:: MATERIAL FOR THIS EXERCISE ::
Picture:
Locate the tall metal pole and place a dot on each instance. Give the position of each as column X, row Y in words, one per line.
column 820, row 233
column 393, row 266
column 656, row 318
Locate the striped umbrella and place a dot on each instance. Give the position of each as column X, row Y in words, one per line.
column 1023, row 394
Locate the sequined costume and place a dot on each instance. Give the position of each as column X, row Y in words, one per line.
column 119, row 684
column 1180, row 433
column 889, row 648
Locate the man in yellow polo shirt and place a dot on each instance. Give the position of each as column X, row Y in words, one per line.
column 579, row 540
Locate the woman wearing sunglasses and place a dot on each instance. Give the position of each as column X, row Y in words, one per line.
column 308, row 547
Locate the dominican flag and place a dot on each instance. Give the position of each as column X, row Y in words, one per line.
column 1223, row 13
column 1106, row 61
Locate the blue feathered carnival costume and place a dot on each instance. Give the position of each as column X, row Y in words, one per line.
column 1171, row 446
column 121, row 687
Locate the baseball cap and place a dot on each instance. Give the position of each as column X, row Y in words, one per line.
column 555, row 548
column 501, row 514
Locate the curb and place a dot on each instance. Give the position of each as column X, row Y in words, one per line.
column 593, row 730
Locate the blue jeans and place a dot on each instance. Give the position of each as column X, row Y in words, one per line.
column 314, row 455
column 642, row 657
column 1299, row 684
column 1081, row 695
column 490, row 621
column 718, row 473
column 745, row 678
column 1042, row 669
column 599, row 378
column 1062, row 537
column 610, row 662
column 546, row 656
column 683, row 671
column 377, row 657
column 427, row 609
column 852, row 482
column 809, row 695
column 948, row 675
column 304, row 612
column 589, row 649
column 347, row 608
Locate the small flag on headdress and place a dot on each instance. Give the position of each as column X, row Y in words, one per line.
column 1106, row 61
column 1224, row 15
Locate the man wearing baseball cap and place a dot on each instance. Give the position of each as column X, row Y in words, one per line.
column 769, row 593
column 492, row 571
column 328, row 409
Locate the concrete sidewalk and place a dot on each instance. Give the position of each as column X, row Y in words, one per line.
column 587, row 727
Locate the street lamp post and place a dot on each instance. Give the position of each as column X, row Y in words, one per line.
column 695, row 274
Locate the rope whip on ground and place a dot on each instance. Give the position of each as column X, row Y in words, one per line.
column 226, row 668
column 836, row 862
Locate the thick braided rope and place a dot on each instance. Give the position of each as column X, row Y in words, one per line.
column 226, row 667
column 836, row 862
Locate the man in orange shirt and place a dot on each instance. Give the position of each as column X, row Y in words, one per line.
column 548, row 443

:: ASSIGNED TASK ::
Word for word, copy out the entries.

:: RESULT FOR THIS TASK ::
Picture:
Locate the tall metal pole and place a dot on each instance. Give the position of each as column X, row Y in words, one per line.
column 820, row 233
column 393, row 266
column 656, row 318
Locate the striped umbrella and place a dot on each instance. Give the position of each as column X, row Y in words, one per line.
column 1023, row 394
Locate the sequined costume and place a dot on each instance. Give the position of each as column X, row Y in words, one per line.
column 119, row 684
column 1180, row 433
column 889, row 648
Locate the man in yellow polo shirt and place a dot on each instance. Give the position of each as column X, row Y in words, one per line.
column 579, row 540
Locate the woman wearing sunglasses and place a dot on each instance. Give the position of each as column X, row Y in words, one per line.
column 308, row 547
Locate the dominican flag and place a dot on each instance. Give the position of each as column X, row Y in words, one per line.
column 1223, row 13
column 1106, row 61
Locate the blue feathered carnival costume and place a dot on each instance. Give the position of each as column X, row Y in words, one per line.
column 1171, row 446
column 121, row 687
Locate the baseball cap and place a dot on each instance. Give the position of each as column X, row Y in words, one per line.
column 555, row 548
column 501, row 514
Locate the curb and place a dot on each instance. Give the position of each as column X, row Y in words, one per line.
column 593, row 730
Locate the blue jeans and place a dot on each instance. Give the position of each as column X, row Y in words, one per line.
column 314, row 455
column 642, row 657
column 1299, row 684
column 1081, row 695
column 490, row 621
column 718, row 473
column 745, row 678
column 1042, row 669
column 599, row 378
column 1062, row 537
column 610, row 662
column 546, row 656
column 683, row 671
column 377, row 657
column 427, row 609
column 852, row 482
column 809, row 695
column 948, row 675
column 304, row 612
column 589, row 649
column 347, row 608
Locate the small flag on headdress and place a dot on each instance. Give the position of each as column X, row Y in words, one per line.
column 1106, row 61
column 1224, row 15
Locate the man wearing baseball cap and place a dot on each instance. Give the position of each as column X, row Y in words, one per line.
column 769, row 593
column 492, row 571
column 328, row 409
Locate the concrete sidewalk and place a dot on each instance. Give the position of each as column X, row Y in words, one per line.
column 587, row 727
Locate the street lamp post and place a dot on each instance. Give the position of each as column X, row Y in words, one per line.
column 695, row 274
Locate the rope whip on ground and place a dot on each instance. Give the position of each as column X, row Y in words, one per line.
column 226, row 668
column 836, row 862
Locate the thick braided rope and place a dot on each instance. Give the position of each as column X, row Y in words, one per line.
column 226, row 667
column 836, row 862
Locate the man in orange shirt and place a dot on each instance. Give the position of each as column X, row Y in words, one per line.
column 548, row 443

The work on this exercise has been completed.